→ **EXCERPT PROVIDED**:

= Beginning of Section =

Program Overview

Goals

There are several inter-related goals in the training of pharmacological sciences at Vanderbilt University. At the scientific level, we seek to provide a didactic curriculum that assures that each student has an understanding of the core knowledge in pharmacology and related physiology, including the molecular, cellular and integrated understanding of drug action, receptor theory, pathways of drug metabolism, pharmacokinetics, and rational drug design.

Additional goals in our training program are to:

  1. show, by example, how to construct a rational hypothesis;
  2. teach, again by example, how to apply the scientific method to test an hypothesis;
  3. provide a basic understanding of a broad range of techniques;
  4. provide more in-depth training in those techniques that are particularly germane to a chosen research area of a particular student;
  5. teach how to communicate effectively their research findings to the scientific community, and
  6. instill a scientific ethic and respect for the pursuit of knowledge.

= End of Section =

→ **TASKS**:
- 1) Answer these questions from the program overview:
(a) At which university does the training in pharmacological sciences take place?
(b) In which two areas does the didactic curriculum seek to give each student an understanding of the core knowledge?
(c) What is the last goal in the numbered list?
- 2) Write a continuation of the program overview, starting after its final numbered goal.
The lines that follow were drawn from a separate source.

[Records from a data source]

= Beginning of Section =

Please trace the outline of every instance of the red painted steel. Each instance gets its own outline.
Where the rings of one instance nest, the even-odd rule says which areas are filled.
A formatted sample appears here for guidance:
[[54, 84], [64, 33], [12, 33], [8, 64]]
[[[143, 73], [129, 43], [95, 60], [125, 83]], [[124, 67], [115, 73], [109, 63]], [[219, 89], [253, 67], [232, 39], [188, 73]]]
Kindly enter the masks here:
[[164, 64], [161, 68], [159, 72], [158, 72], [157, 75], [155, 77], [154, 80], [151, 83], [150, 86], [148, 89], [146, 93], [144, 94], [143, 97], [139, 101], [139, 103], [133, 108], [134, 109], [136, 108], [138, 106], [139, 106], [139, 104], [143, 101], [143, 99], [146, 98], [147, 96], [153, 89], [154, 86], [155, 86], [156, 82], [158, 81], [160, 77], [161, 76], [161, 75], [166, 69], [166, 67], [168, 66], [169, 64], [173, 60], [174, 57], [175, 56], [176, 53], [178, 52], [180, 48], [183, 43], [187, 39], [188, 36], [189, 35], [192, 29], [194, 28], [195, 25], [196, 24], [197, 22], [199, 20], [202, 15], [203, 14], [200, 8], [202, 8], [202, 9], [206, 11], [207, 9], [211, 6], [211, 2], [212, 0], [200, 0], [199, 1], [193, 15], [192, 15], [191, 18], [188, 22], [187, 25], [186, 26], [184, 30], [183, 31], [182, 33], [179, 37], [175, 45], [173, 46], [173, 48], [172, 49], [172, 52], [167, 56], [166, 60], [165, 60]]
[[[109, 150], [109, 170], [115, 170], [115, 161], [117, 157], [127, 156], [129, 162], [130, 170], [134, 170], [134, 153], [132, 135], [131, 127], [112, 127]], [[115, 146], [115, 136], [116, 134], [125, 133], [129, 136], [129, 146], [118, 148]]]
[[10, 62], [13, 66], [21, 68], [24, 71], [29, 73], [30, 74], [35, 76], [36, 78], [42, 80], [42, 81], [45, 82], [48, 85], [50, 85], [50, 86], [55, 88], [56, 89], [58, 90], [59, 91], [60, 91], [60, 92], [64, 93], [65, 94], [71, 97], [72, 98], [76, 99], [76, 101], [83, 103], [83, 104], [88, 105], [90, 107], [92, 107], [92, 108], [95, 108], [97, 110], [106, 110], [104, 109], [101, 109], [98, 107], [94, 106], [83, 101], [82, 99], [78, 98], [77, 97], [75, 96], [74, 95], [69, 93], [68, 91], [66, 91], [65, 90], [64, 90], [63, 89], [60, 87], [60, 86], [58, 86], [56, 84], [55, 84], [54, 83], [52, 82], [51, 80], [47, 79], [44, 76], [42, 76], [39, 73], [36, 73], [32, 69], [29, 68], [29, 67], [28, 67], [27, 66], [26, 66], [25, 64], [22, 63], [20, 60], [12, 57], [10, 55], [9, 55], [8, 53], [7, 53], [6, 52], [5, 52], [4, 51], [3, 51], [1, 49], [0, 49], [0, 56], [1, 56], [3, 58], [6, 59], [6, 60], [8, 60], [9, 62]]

= End of Section =

→ **ANSWERS FOR THE TASKS**:
- 1)
(a) Vanderbilt University
(b) Pharmacology and related physiology
(c) To instill a scientific ethic and respect for the pursuit of knowledge

- 2)
Other aspirations of the Pharmacological Sciences Training Program are:

  1. to foster the ability of students to learn how to learn on their own for the rest of their lives, a skill critical for continued excellence in scientific inquiry,
  2. to free students from the fear of failure, and
  3. to impart to students an appreciation for diversity.

Each of these latter goals is essential for sustained contributions and leadership in any career, and particularly in biomedical research.

 

Framework

The Pharmacological Sciences Training Program participates in the Interdisciplinary Graduate Program in the Biomedical Sciences (IGP).

First Year

  • Students spend the first year in an interdisciplinary core course that blends insights in current topics on bioregulation with fundamental principles governing cell structure and regulation of biological processes. This course also provides exposure to the basic principles underlying modern laboratory techniques.
  • Flexible research rotations begin after the first seven weeks and through the spring semester to familiarize students with the science, personality and working environment in the laboratories of potential research advisors.
  • Elective course work also begins in the spring semester.
  • In April of the first year, students select an advisor and a graduate program and begin focused laboratory research during the first summer.

Second Year Through Completion

  • For those students who select the Pharmacological Sciences Training Program, additional course work is planned by students and mentors together to meet the individual interests and needs of each student. Interdepartmental course work and individualization of the curriculum for each student is emphasized.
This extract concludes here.